[Data extract]

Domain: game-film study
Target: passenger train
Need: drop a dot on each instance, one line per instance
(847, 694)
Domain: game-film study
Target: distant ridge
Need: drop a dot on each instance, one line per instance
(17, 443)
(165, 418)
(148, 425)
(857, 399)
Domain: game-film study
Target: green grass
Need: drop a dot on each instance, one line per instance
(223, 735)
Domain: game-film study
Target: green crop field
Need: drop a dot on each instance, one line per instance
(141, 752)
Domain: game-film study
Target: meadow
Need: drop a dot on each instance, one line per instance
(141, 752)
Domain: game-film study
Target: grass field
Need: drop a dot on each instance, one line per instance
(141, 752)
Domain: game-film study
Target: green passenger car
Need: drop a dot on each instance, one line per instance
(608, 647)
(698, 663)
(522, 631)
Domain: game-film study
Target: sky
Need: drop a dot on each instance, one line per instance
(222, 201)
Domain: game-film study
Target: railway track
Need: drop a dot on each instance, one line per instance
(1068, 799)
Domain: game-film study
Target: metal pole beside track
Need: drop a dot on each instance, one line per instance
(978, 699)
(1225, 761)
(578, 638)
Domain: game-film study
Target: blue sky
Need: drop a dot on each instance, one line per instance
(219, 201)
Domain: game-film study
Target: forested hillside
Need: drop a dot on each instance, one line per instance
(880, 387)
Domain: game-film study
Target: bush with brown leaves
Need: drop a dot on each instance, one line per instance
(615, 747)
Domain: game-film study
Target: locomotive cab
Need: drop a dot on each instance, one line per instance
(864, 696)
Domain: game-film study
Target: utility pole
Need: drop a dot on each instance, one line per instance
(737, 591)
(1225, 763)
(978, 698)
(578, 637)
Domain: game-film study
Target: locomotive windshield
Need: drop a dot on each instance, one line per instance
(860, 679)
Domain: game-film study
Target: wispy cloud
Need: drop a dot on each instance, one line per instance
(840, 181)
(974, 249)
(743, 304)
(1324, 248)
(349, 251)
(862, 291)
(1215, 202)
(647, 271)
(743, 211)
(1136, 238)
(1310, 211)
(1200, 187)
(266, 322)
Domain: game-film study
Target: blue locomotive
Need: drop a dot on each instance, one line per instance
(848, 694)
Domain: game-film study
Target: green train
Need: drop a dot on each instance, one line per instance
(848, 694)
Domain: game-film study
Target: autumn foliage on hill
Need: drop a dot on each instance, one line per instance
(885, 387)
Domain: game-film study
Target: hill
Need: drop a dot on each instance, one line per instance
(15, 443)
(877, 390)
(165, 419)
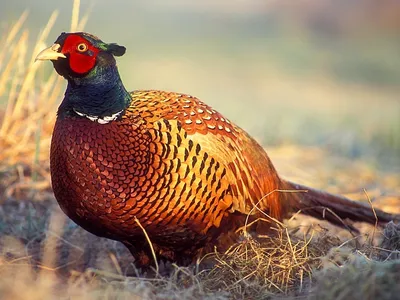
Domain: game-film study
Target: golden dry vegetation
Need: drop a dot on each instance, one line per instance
(45, 256)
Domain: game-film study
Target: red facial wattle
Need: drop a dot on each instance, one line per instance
(79, 62)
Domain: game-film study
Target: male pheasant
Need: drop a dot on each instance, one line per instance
(163, 163)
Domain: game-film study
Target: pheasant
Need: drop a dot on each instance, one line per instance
(126, 165)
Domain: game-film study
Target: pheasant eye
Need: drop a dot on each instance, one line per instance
(82, 47)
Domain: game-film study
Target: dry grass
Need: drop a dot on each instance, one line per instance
(45, 256)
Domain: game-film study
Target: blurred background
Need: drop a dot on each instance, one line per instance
(322, 73)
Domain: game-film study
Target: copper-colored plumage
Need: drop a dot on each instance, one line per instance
(183, 170)
(162, 162)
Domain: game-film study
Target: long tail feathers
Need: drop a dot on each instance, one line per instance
(334, 208)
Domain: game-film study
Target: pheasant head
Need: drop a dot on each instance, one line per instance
(95, 89)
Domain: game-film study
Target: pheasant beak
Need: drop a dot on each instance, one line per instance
(50, 53)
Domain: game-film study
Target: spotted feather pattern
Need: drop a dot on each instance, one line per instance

[/Data extract]

▶ _Exercise instructions_: Report back each line in the material above that contains the string "train".

▶ _Exercise solution_:
Target: passenger train
Target: green train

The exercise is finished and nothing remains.